Please rewrite the material below with every "object.find" changed to "object.locate" and everything else unchanged. Leave the pictures out of your answer.

········

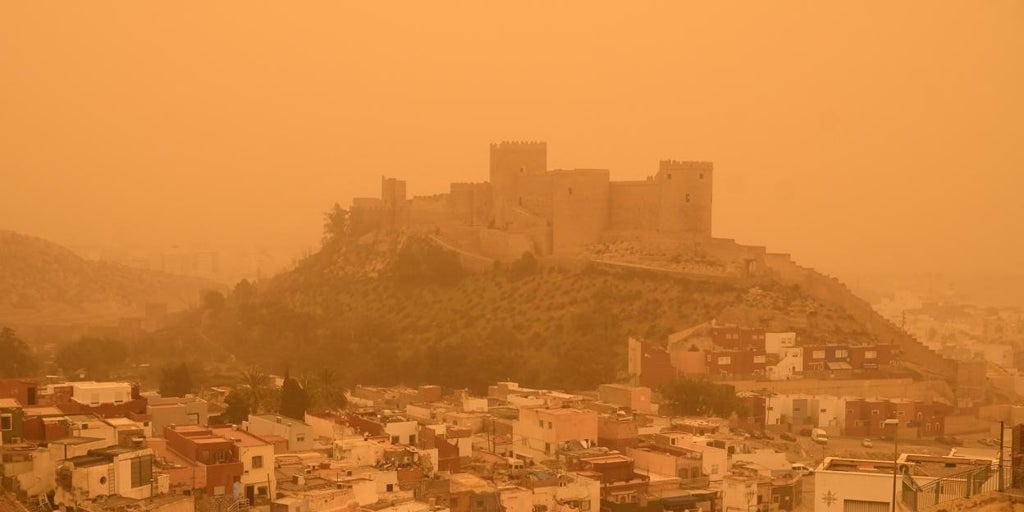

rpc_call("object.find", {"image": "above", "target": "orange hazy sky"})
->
[0,0,1024,272]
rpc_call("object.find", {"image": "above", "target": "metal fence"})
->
[902,465,1013,512]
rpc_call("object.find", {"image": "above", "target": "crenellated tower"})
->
[654,160,714,237]
[490,141,548,227]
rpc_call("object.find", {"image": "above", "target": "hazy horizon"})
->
[0,2,1024,292]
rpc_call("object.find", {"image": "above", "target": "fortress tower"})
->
[381,176,407,229]
[490,141,548,228]
[654,160,714,237]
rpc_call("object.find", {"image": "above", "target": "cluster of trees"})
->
[0,327,39,378]
[660,377,746,418]
[224,367,347,423]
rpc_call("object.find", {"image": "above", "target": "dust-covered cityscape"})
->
[0,0,1024,512]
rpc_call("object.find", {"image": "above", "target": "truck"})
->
[811,428,828,444]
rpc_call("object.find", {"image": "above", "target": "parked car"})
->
[935,435,964,446]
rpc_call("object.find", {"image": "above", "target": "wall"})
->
[814,463,899,512]
[449,182,494,226]
[654,160,714,237]
[402,194,456,233]
[608,180,660,232]
[551,169,608,254]
[480,229,537,261]
[70,382,132,406]
[490,141,548,228]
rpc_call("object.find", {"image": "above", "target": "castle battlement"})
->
[352,140,714,260]
[490,140,548,150]
[657,160,715,171]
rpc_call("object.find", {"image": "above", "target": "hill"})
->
[146,236,888,389]
[0,230,222,325]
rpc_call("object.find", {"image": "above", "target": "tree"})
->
[203,290,226,310]
[278,374,309,421]
[224,389,250,425]
[0,327,39,378]
[241,367,270,414]
[160,362,193,396]
[303,368,348,410]
[322,203,348,246]
[662,377,743,418]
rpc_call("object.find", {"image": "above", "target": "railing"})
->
[902,466,1013,512]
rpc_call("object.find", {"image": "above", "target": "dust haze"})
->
[0,2,1024,299]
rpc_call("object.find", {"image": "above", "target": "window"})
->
[131,455,153,487]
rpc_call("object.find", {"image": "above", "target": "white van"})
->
[811,428,828,444]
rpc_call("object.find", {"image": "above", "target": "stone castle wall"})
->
[608,180,659,231]
[351,142,713,259]
[551,170,608,253]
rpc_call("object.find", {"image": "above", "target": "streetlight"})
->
[882,418,899,512]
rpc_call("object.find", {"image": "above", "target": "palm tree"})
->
[307,368,348,409]
[240,366,270,415]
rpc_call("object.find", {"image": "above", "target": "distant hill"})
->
[146,236,897,389]
[0,230,222,325]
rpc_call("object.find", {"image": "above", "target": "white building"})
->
[242,415,314,452]
[210,427,278,505]
[512,409,597,457]
[67,381,131,406]
[814,457,899,512]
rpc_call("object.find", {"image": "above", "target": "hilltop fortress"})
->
[350,142,765,275]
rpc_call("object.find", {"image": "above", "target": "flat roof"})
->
[211,427,270,446]
[252,415,309,427]
[819,457,893,475]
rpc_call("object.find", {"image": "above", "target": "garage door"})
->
[843,500,889,512]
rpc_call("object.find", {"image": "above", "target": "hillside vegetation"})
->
[146,237,880,389]
[0,230,219,325]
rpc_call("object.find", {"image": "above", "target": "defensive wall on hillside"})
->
[351,142,714,261]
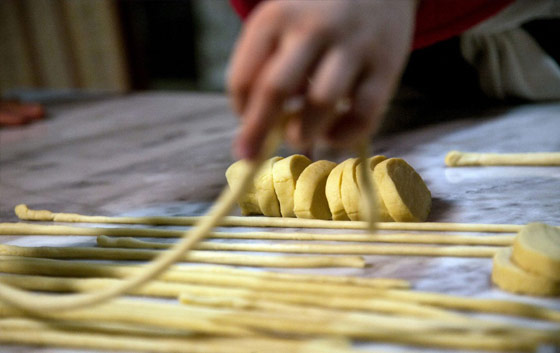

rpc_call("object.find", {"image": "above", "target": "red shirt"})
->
[230,0,513,49]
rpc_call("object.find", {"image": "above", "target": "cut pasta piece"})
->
[356,156,393,222]
[272,154,311,217]
[340,158,362,221]
[512,223,560,281]
[492,248,560,296]
[255,157,282,217]
[373,158,432,222]
[226,160,262,216]
[294,160,336,220]
[325,159,353,221]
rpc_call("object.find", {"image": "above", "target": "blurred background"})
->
[0,0,240,98]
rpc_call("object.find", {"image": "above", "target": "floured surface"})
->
[0,94,560,353]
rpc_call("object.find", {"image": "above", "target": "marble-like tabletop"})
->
[0,93,560,352]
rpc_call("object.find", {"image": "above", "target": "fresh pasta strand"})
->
[97,235,502,258]
[0,245,365,268]
[0,223,515,246]
[16,204,544,233]
[445,151,560,167]
[0,126,280,312]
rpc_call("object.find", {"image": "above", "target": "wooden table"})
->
[0,93,560,352]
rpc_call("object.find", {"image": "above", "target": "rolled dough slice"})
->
[325,159,353,221]
[512,223,560,281]
[340,158,362,221]
[356,155,394,222]
[373,158,432,222]
[294,160,336,219]
[255,157,282,217]
[272,154,311,217]
[492,248,560,296]
[226,160,262,216]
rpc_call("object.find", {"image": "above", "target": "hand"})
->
[228,0,416,158]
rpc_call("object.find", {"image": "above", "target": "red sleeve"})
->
[230,0,513,49]
[412,0,513,49]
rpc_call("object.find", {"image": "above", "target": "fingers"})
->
[326,74,392,147]
[234,35,324,159]
[227,4,280,115]
[286,46,361,149]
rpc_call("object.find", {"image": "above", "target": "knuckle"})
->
[227,78,250,95]
[308,90,336,109]
[260,79,290,100]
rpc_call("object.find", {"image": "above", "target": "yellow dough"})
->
[294,160,336,219]
[226,160,262,216]
[255,157,282,217]
[373,158,432,222]
[340,158,362,221]
[492,248,560,296]
[325,159,353,221]
[356,156,394,222]
[512,223,560,281]
[272,154,311,217]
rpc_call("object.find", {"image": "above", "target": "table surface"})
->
[0,93,560,352]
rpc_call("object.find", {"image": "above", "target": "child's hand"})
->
[228,0,416,158]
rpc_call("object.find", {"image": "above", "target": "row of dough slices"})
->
[492,223,560,296]
[226,154,432,222]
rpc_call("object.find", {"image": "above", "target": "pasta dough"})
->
[226,160,262,216]
[272,154,311,217]
[373,158,432,222]
[294,160,336,219]
[255,157,282,217]
[340,158,362,221]
[512,223,560,281]
[492,248,560,296]
[357,156,393,222]
[325,158,354,221]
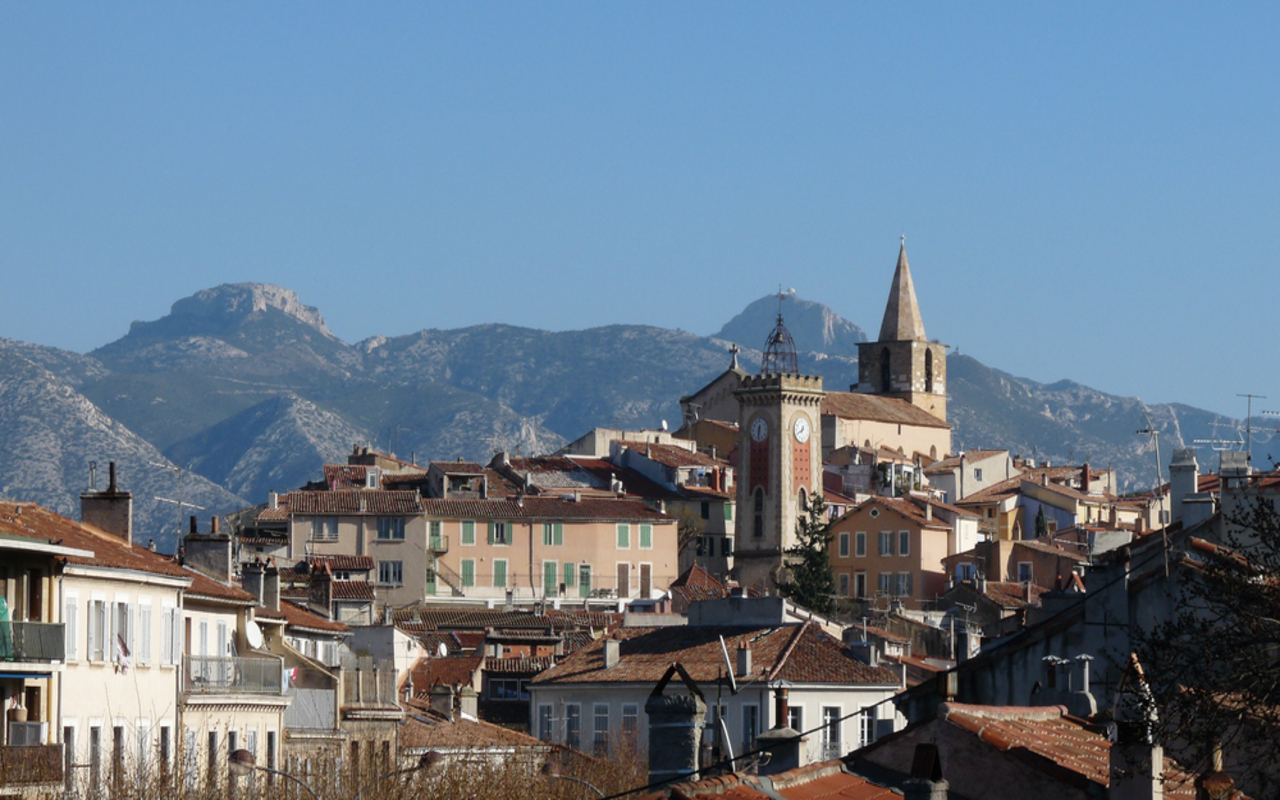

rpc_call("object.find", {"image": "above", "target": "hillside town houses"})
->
[0,244,1264,797]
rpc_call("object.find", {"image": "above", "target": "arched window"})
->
[751,488,764,539]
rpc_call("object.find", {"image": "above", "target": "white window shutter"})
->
[63,598,77,660]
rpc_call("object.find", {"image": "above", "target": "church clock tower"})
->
[855,237,947,422]
[733,296,824,593]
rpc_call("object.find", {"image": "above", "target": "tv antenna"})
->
[1134,412,1172,577]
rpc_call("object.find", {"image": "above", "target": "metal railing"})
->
[0,742,63,787]
[182,655,284,695]
[0,622,67,662]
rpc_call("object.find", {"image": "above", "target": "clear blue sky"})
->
[0,3,1280,416]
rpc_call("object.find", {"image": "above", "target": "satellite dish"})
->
[244,620,262,650]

········

EXERCISE RESULT ▸
rpc_call("object.locate", {"image": "above", "target": "orange hazy sky"})
->
[0,0,1024,272]
rpc_call("object.locate", {"image": "above", "target": "metal fence"})
->
[902,465,1013,512]
rpc_call("object.locate", {"image": "above", "target": "crenellated tower"})
->
[654,160,714,237]
[490,141,548,227]
rpc_call("object.locate", {"image": "above", "target": "hazy horizon"})
->
[0,2,1024,292]
rpc_call("object.locate", {"image": "above", "target": "fortress tower"})
->
[381,176,407,229]
[490,141,548,228]
[654,160,714,237]
rpc_call("object.locate", {"image": "above", "target": "cluster of trees"})
->
[0,327,39,378]
[660,377,746,418]
[224,367,347,423]
rpc_call("object.locate", {"image": "above", "target": "dust-covered cityscape"})
->
[0,0,1024,512]
rpc_call("object.locate", {"image": "above", "target": "truck"})
->
[811,428,828,444]
rpc_call("object.locate", {"image": "above", "target": "parked car"})
->
[935,435,964,446]
rpc_call("object.locate", {"image": "above", "target": "wall"})
->
[814,463,899,512]
[449,182,494,226]
[654,160,714,237]
[402,194,456,233]
[608,180,660,232]
[551,169,608,254]
[480,229,537,261]
[70,382,132,406]
[490,141,548,228]
rpc_call("object.locate", {"image": "above", "target": "castle battlement"})
->
[352,140,714,260]
[490,140,548,150]
[657,160,715,171]
rpc_call("object.locate", {"image": "above", "target": "hill"})
->
[146,236,888,389]
[0,230,222,325]
rpc_call("object.locate", {"image": "above", "target": "tree"})
->
[203,290,226,310]
[278,374,309,421]
[224,389,250,425]
[0,327,39,378]
[241,367,270,414]
[160,362,193,396]
[303,368,348,410]
[322,203,348,246]
[662,377,743,418]
rpc_call("object.locate", {"image": "above", "target": "railing"})
->
[902,466,1013,512]
rpc_call("object.locate", {"image": "above", "target": "dust haze"})
->
[0,2,1024,299]
rpc_call("object.locate", {"image": "above", "target": "window"})
->
[131,455,153,487]
rpc_call("object.locate", {"image": "above", "target": "white van"})
->
[811,428,828,444]
rpc_call("object.locate", {"image": "above", "target": "stone castle wall"})
->
[608,180,659,231]
[351,142,713,259]
[551,170,608,253]
rpc_call("object.locate", {"image": "above", "target": "streetlight"})
->
[882,418,899,512]
rpc_call("object.locate", {"image": "above", "target": "palm tree"})
->
[307,368,348,409]
[240,366,270,415]
rpc_call("object.locate", {"image": "above", "target": "distant hill"})
->
[146,236,897,389]
[0,230,222,325]
rpc_call("object.locate", {"image": "above", "target": "white building"})
->
[242,415,314,452]
[210,427,278,505]
[512,409,597,457]
[67,381,131,406]
[814,457,899,512]
rpc_call("object.locate", {"image": "above", "target": "hilltop fortress"})
->
[350,142,765,275]
rpc_call("object.locate", {"image": "above", "target": "flat roof"})
->
[211,427,270,446]
[252,415,309,427]
[819,457,893,475]
rpc_call("object.locate", {"image": "above", "target": "garage door"})
->
[843,500,889,512]
rpc_call("object.locate", {"image": "above", "target": "hillside vegetation"})
->
[146,237,880,389]
[0,230,219,325]
rpc_call("object.locate", {"image": "above", "target": "defensive wall on hillside"})
->
[351,142,714,261]

rpc_call("object.locate", {"image": "above", "target": "red shirt"})
->
[230,0,513,49]
rpc_call("object.locate", {"image": "above", "target": "cut pasta piece"})
->
[356,156,393,222]
[272,154,311,217]
[340,158,362,221]
[512,223,560,281]
[492,248,560,296]
[255,157,282,217]
[373,158,432,222]
[226,160,262,216]
[294,160,336,220]
[325,159,353,221]
rpc_call("object.locate", {"image": "above", "target": "blurred background"})
->
[0,0,240,98]
rpc_call("object.locate", {"image": "above", "target": "floured surface"})
->
[0,94,560,353]
rpc_call("object.locate", {"image": "above", "target": "marble-like tabletop"})
->
[0,93,560,352]
rpc_call("object.locate", {"image": "above", "target": "fresh pasta strand"})
->
[97,235,502,258]
[0,245,365,268]
[0,223,515,246]
[16,204,544,233]
[445,151,560,167]
[0,126,280,312]
rpc_call("object.locate", {"image": "above", "target": "wooden table"})
->
[0,93,560,352]
rpc_call("object.locate", {"image": "above", "target": "rolled dough slice"})
->
[325,159,353,221]
[512,223,560,281]
[340,158,362,221]
[356,155,394,222]
[373,158,432,222]
[294,160,336,219]
[255,157,282,217]
[272,154,311,217]
[492,248,560,296]
[226,160,262,216]
rpc_call("object.locate", {"image": "above", "target": "hand"})
->
[228,0,416,158]
rpc_call("object.locate", {"image": "above", "target": "red sleeve"})
->
[230,0,513,49]
[412,0,513,49]
rpc_call("object.locate", {"image": "above", "target": "fingers"})
->
[326,74,392,147]
[234,35,324,159]
[227,4,280,115]
[286,46,361,149]
rpc_call("object.locate", {"image": "above", "target": "knuckle"})
->
[227,78,250,95]
[308,90,336,109]
[260,79,290,100]
rpc_call("object.locate", {"image": "above", "target": "yellow dough"})
->
[294,160,336,219]
[226,160,262,216]
[255,157,282,217]
[373,158,432,222]
[340,158,362,221]
[492,248,560,296]
[325,159,353,221]
[356,156,394,222]
[512,223,560,281]
[272,154,311,217]
rpc_call("object.locate", {"image": "above", "target": "table surface"})
->
[0,93,560,352]
rpc_call("object.locate", {"image": "above", "target": "child's hand"})
->
[228,0,416,158]
rpc_call("object.locate", {"image": "above", "target": "row of dough slices"})
->
[492,223,560,296]
[226,154,432,222]
rpc_call("object.locate", {"image": "above", "target": "pasta dough"})
->
[226,160,262,216]
[272,154,311,217]
[373,158,432,222]
[294,160,336,219]
[255,157,282,217]
[340,158,362,221]
[512,223,560,281]
[492,248,560,296]
[357,156,393,222]
[325,158,354,221]

rpc_call("object.locate", {"image": "above", "target": "hillside town houses"})
->
[0,244,1264,797]
rpc_call("object.locate", {"image": "above", "target": "arched window"})
->
[751,488,764,539]
rpc_call("object.locate", {"image": "above", "target": "white window shutter"})
->
[63,598,77,660]
rpc_call("object.locate", {"image": "above", "target": "church clock tower"})
->
[855,237,947,422]
[733,296,824,593]
rpc_call("object.locate", {"image": "above", "target": "tv antenna"})
->
[1134,412,1172,577]
rpc_call("object.locate", {"image": "above", "target": "metal railing"})
->
[0,742,63,787]
[182,655,284,695]
[0,622,67,662]
rpc_call("object.locate", {"image": "above", "target": "clear blue sky"})
->
[0,3,1280,416]
rpc_call("object.locate", {"image": "above", "target": "satellite dish"})
->
[244,620,262,650]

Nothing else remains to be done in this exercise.